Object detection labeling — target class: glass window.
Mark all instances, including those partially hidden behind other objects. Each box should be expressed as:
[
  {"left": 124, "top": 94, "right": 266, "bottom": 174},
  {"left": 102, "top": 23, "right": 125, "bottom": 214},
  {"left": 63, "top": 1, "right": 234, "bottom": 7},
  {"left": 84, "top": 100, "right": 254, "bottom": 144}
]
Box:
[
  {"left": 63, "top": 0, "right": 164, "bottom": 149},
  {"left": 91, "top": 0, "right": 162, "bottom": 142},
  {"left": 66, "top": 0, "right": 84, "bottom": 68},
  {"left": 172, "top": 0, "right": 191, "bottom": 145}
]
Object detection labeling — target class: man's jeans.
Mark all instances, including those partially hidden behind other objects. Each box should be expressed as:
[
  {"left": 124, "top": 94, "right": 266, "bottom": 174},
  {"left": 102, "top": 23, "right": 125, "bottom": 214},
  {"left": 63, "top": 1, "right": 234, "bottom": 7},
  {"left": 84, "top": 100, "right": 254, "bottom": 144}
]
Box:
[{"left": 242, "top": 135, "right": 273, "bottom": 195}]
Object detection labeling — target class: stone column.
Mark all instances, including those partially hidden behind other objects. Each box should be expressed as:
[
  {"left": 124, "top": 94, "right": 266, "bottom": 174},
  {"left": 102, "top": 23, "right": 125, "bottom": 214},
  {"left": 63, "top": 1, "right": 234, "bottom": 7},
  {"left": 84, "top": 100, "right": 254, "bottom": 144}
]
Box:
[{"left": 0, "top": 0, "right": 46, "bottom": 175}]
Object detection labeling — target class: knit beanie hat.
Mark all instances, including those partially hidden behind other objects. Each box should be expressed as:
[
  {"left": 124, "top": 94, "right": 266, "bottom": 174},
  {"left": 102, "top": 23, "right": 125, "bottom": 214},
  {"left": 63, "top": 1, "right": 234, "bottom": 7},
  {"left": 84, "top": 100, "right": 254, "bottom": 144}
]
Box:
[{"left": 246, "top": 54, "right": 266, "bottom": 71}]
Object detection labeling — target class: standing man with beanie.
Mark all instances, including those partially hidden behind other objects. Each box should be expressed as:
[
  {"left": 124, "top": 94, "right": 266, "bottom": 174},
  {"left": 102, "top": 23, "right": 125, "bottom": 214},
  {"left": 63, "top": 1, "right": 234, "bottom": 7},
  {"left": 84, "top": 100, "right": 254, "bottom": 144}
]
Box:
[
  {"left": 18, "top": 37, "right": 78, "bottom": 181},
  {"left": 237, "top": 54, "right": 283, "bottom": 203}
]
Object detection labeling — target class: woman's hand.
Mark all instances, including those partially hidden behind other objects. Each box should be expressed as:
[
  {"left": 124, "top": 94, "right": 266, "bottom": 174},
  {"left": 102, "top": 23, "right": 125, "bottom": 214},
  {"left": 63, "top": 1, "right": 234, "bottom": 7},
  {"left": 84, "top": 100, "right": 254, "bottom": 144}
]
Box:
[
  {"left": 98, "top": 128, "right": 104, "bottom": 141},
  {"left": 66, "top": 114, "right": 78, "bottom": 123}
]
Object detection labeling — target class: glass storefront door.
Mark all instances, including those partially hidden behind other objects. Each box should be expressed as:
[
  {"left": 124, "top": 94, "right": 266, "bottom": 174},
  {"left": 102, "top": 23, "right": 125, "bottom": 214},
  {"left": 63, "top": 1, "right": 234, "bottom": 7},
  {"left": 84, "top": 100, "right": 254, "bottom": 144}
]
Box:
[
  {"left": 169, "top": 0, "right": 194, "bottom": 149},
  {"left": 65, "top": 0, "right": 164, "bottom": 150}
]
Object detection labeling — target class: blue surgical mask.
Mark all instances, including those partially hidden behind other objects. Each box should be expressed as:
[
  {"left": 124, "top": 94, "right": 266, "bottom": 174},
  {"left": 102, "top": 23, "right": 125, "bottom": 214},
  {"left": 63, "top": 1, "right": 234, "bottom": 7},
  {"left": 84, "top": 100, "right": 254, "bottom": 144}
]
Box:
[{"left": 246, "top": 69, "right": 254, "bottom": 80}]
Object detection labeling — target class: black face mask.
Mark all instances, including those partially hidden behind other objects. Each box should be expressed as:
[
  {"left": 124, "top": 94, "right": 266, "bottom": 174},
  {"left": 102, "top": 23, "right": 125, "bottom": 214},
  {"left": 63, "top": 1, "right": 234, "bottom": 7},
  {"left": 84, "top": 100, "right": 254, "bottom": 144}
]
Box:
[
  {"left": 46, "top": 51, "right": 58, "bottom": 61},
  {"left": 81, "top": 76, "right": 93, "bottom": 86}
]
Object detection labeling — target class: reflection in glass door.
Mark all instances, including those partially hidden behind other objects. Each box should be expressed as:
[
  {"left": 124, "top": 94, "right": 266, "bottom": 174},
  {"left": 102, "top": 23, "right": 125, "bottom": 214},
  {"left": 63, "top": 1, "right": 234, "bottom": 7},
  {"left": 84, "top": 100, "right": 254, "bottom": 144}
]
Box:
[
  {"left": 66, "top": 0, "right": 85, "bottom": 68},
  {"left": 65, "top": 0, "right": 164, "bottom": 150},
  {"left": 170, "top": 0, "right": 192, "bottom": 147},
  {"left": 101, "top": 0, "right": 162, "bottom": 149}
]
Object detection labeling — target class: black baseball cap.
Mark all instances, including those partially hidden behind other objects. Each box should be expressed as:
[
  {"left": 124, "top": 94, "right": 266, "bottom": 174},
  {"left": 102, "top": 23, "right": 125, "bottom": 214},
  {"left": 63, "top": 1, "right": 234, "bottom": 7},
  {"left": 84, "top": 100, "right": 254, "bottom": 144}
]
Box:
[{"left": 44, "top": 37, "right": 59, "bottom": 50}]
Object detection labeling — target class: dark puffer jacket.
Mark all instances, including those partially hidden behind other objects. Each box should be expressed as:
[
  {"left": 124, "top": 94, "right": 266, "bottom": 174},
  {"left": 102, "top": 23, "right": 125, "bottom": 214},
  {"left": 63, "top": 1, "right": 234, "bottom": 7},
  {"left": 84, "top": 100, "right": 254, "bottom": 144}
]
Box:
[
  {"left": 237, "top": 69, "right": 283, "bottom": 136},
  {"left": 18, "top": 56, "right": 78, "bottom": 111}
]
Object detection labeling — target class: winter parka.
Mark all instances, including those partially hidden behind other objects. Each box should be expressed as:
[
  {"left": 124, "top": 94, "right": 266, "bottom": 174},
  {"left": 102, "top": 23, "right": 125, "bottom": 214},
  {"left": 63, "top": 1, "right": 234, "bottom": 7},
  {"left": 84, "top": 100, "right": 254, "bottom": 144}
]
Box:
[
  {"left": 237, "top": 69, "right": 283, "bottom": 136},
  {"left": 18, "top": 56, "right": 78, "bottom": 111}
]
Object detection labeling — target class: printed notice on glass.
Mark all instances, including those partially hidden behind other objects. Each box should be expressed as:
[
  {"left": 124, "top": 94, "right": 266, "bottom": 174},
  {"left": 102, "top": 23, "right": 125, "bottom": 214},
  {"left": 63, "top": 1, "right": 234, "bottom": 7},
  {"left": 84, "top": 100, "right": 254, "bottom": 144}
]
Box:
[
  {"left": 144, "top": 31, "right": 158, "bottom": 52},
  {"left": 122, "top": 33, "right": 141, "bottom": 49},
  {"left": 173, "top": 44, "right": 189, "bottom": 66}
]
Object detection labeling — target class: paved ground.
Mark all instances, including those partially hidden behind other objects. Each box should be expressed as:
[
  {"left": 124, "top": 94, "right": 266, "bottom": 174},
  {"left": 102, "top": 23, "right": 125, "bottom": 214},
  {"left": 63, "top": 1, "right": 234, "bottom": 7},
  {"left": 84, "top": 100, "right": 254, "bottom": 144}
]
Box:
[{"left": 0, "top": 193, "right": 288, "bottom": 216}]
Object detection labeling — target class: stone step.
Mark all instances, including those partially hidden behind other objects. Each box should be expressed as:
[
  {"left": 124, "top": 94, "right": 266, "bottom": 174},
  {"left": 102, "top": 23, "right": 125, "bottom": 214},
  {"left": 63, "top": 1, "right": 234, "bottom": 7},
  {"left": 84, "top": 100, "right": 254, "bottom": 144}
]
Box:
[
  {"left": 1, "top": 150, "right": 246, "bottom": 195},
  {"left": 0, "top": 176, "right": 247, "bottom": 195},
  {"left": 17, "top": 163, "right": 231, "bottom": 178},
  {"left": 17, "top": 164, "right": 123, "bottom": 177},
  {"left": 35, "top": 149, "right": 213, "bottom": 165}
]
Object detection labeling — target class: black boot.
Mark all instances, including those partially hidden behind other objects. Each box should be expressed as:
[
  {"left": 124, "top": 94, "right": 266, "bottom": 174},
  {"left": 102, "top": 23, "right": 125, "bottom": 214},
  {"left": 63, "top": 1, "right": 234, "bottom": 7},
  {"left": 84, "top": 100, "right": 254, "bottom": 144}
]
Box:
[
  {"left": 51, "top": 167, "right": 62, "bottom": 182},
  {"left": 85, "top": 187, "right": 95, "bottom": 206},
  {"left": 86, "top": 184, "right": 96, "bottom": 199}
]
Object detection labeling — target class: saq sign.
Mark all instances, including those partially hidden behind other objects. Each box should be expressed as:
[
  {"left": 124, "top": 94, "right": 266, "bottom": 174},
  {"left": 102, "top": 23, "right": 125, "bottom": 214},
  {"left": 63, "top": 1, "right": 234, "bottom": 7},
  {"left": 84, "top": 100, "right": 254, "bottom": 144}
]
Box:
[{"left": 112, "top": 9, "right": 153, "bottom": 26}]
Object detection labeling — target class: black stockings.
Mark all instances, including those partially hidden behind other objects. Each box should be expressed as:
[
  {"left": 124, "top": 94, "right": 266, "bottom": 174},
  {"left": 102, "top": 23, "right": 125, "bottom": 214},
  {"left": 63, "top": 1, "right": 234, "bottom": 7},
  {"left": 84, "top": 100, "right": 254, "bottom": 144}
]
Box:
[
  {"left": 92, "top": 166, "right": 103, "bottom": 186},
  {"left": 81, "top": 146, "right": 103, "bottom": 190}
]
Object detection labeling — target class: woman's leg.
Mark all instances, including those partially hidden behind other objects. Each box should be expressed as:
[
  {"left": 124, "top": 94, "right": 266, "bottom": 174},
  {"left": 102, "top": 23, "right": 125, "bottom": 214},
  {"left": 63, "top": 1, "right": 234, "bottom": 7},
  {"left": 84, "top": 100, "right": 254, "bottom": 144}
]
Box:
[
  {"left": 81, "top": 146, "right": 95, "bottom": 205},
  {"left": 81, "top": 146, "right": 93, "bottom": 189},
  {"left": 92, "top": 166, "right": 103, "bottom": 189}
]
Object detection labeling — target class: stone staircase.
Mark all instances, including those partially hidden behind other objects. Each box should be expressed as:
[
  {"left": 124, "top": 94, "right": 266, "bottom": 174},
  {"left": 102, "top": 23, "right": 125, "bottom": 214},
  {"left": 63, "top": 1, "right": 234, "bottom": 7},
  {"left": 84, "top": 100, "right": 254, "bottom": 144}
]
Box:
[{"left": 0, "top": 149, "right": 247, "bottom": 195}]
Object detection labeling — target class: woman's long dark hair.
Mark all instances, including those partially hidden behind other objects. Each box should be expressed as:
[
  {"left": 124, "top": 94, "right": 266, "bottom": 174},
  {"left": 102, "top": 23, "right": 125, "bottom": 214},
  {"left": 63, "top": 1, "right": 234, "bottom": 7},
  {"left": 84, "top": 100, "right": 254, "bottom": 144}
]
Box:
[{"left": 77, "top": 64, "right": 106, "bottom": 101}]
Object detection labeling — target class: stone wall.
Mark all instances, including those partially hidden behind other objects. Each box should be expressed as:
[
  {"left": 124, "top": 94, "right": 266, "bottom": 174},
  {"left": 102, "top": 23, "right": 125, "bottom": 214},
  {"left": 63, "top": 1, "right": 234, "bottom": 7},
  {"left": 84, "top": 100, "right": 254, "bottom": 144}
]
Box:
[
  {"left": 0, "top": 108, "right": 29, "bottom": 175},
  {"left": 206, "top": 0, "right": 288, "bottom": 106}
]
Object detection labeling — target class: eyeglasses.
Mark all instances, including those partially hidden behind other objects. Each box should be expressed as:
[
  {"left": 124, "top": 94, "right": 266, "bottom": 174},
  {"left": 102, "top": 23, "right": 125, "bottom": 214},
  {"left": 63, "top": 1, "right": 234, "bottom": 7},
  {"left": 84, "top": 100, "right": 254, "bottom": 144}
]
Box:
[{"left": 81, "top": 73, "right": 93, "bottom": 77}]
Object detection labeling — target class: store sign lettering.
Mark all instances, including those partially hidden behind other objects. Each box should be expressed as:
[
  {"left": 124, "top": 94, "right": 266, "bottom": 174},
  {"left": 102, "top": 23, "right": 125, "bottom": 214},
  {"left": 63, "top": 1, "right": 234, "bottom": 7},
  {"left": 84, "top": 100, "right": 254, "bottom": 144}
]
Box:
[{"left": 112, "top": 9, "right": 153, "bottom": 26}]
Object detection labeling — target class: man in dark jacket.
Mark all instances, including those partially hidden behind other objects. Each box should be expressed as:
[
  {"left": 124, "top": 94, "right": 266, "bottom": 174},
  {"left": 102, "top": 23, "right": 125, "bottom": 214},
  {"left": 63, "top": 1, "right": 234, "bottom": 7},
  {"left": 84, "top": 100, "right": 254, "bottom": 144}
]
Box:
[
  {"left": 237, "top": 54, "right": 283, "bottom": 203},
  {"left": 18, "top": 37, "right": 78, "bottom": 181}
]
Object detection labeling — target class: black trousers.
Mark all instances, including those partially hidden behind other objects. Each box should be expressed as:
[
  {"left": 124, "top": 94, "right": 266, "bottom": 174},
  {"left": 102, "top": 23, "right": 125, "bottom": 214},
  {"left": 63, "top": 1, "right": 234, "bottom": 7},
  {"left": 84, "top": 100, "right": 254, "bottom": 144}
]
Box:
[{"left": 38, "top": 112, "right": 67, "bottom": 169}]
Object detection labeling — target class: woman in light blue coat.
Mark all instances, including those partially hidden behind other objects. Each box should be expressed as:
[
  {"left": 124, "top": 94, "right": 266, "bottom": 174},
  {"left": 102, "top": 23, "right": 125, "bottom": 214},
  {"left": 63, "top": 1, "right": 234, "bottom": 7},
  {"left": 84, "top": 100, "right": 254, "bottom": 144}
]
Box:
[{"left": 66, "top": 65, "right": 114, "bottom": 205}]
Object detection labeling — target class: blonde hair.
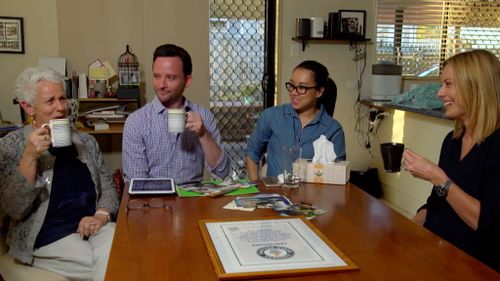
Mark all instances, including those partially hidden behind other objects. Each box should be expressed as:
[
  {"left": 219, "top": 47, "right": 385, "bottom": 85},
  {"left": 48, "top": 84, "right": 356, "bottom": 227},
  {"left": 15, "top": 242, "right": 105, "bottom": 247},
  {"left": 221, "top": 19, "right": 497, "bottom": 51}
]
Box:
[{"left": 444, "top": 50, "right": 500, "bottom": 143}]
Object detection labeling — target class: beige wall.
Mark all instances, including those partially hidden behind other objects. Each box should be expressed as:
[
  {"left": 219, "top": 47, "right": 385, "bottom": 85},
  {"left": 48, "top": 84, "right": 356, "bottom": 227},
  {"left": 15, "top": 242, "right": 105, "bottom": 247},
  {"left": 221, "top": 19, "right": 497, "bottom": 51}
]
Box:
[
  {"left": 0, "top": 0, "right": 210, "bottom": 172},
  {"left": 0, "top": 0, "right": 209, "bottom": 122},
  {"left": 0, "top": 0, "right": 451, "bottom": 217},
  {"left": 55, "top": 0, "right": 210, "bottom": 108},
  {"left": 0, "top": 0, "right": 59, "bottom": 123},
  {"left": 280, "top": 0, "right": 377, "bottom": 173},
  {"left": 281, "top": 1, "right": 455, "bottom": 218}
]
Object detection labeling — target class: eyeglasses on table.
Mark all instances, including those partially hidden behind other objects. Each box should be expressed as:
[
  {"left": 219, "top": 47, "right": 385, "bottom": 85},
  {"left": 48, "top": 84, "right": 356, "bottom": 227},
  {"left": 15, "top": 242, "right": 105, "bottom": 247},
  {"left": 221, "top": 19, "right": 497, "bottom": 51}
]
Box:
[{"left": 126, "top": 198, "right": 173, "bottom": 213}]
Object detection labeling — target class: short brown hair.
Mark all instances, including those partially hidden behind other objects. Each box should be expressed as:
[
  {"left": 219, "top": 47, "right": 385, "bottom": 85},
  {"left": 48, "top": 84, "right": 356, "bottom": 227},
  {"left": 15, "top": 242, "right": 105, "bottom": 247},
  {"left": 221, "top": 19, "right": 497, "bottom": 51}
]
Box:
[{"left": 153, "top": 44, "right": 192, "bottom": 76}]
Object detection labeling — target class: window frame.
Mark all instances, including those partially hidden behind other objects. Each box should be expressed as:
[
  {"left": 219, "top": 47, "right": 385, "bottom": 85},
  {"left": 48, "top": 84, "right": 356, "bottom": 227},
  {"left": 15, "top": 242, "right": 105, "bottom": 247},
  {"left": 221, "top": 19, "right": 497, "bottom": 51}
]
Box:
[{"left": 375, "top": 0, "right": 500, "bottom": 77}]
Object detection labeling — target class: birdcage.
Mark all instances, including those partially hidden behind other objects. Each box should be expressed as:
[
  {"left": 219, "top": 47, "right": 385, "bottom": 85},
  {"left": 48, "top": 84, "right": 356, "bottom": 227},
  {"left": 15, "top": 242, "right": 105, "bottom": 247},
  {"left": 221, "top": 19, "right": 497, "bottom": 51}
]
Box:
[{"left": 118, "top": 44, "right": 139, "bottom": 88}]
——
What you will do:
Each line above that includes the word "sign" is to be copied.

Answer area:
Object detection labeling — target class: saq sign.
Object detection labeling — target class: store sign lettering.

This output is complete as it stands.